Could you extract every entry below and reproduce it exactly?

*-*-*

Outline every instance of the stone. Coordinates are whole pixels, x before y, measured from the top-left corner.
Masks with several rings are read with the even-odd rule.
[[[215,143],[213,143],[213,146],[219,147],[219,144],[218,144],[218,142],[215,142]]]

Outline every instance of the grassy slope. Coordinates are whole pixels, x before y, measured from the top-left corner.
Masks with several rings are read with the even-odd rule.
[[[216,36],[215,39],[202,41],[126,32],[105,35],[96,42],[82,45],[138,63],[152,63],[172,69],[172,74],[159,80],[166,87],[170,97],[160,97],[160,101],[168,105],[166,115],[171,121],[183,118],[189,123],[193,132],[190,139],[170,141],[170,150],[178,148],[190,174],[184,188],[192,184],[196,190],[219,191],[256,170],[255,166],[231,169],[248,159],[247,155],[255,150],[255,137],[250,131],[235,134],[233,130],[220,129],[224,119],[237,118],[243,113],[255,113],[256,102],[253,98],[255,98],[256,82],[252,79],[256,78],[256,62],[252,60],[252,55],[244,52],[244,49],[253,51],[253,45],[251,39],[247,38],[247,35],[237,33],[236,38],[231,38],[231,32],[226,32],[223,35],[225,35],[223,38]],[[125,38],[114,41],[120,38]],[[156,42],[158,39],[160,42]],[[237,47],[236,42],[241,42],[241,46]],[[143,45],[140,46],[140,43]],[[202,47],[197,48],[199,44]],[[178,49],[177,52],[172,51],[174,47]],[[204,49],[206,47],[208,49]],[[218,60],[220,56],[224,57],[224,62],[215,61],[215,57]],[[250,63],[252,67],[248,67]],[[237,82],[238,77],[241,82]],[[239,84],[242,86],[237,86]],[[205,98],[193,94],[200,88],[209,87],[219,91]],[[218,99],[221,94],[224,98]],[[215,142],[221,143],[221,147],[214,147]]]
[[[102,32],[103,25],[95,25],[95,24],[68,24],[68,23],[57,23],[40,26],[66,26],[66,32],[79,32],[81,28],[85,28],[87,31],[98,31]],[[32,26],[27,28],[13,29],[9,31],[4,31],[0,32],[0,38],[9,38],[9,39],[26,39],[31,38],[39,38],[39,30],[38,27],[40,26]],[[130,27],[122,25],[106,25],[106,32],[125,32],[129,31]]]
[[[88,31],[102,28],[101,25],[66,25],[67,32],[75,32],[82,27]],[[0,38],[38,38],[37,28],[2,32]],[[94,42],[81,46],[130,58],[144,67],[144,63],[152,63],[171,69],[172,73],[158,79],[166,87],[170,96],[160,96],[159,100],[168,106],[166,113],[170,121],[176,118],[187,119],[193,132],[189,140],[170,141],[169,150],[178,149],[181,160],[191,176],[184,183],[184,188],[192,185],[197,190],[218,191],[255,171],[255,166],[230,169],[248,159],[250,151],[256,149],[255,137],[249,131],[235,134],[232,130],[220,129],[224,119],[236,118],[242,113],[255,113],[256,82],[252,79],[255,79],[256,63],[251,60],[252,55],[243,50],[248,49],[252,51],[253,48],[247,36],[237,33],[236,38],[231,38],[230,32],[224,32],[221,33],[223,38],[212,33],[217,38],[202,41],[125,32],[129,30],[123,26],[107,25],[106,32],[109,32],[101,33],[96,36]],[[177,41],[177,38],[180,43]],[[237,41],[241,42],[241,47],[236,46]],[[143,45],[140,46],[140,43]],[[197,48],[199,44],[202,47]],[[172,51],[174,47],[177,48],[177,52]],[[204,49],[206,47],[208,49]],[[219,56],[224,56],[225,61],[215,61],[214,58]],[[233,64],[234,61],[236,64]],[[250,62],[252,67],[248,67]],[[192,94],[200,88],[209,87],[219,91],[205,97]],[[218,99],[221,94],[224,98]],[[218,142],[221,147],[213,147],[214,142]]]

*-*-*

__RESULT OF THE EXERCISE__:
Outline every instance of the stone. Coordinates are whole pixels, x before y, measured from the top-left corner.
Masks with several rings are read with the even-odd rule.
[[[215,143],[213,143],[213,146],[219,147],[219,144],[218,144],[218,142],[215,142]]]

Outline every instance of the grassy slope. Coordinates are whole pixels, x before y, measured from the top-left corner.
Masks with several rings are read with the even-odd rule.
[[[216,36],[215,39],[202,41],[126,32],[105,35],[96,42],[82,45],[138,63],[152,63],[172,69],[172,74],[159,80],[166,87],[170,97],[160,97],[160,101],[168,105],[166,115],[171,121],[183,118],[189,123],[193,132],[190,139],[170,141],[170,150],[178,148],[190,174],[184,188],[192,184],[196,190],[219,191],[256,170],[255,166],[231,169],[248,159],[247,155],[255,150],[255,137],[250,131],[235,134],[233,130],[220,129],[224,119],[237,118],[243,113],[255,113],[256,102],[253,98],[255,98],[256,82],[252,79],[256,78],[256,62],[252,60],[252,55],[244,52],[244,49],[253,51],[253,45],[251,39],[247,38],[247,35],[237,33],[236,38],[231,38],[231,32],[226,32],[223,35],[225,35],[223,38]],[[125,38],[114,41],[120,38]],[[156,42],[158,39],[160,42]],[[237,47],[236,42],[241,42],[241,46]],[[143,45],[140,46],[140,43]],[[202,47],[197,48],[199,44]],[[178,49],[177,52],[172,51],[174,47]],[[204,49],[206,47],[208,49]],[[218,60],[220,56],[224,57],[224,62],[215,61],[215,57]],[[250,63],[252,67],[248,67]],[[237,82],[238,77],[241,82]],[[239,84],[242,86],[237,86]],[[205,98],[193,94],[200,88],[209,87],[219,91]],[[218,99],[221,94],[224,98]],[[215,142],[221,143],[221,147],[214,147]]]
[[[102,32],[103,25],[95,25],[95,24],[68,24],[68,23],[57,23],[40,26],[66,26],[66,32],[79,32],[81,28],[85,28],[87,31],[98,31]],[[32,26],[27,28],[13,29],[9,31],[4,31],[0,32],[0,38],[9,38],[9,39],[26,39],[31,38],[39,38],[39,30],[38,27],[40,26]],[[130,27],[122,25],[106,25],[106,32],[125,32],[129,31]]]
[[[88,31],[102,28],[101,25],[66,25],[67,32],[75,32],[82,27]],[[0,38],[38,38],[37,28],[2,32]],[[94,42],[81,46],[130,58],[144,67],[144,63],[152,63],[171,69],[172,73],[158,79],[166,87],[170,96],[160,96],[159,100],[168,106],[166,113],[170,121],[176,118],[187,119],[193,132],[189,140],[170,141],[169,150],[178,149],[181,160],[191,176],[184,183],[184,188],[192,185],[197,190],[218,191],[255,171],[255,166],[230,169],[248,159],[250,151],[256,149],[255,137],[249,131],[235,134],[232,130],[220,129],[224,119],[236,118],[242,113],[255,113],[256,82],[252,79],[255,79],[256,63],[251,60],[252,55],[243,50],[248,49],[252,51],[253,48],[247,36],[237,33],[236,38],[231,38],[230,32],[224,32],[221,33],[223,38],[212,33],[217,38],[202,41],[125,32],[129,30],[123,26],[107,25],[106,32],[109,32],[101,33],[96,36]],[[177,41],[177,38],[180,43]],[[237,41],[241,42],[241,47],[236,46]],[[143,45],[140,46],[140,43]],[[197,48],[199,44],[202,47]],[[172,51],[174,47],[177,48],[177,52]],[[204,49],[206,47],[208,49]],[[219,56],[224,56],[225,61],[215,61],[214,58]],[[233,64],[234,61],[236,64]],[[250,62],[252,67],[248,67]],[[192,94],[200,88],[209,87],[219,91],[205,97]],[[218,99],[221,94],[224,98]],[[218,142],[221,147],[213,147],[214,142]]]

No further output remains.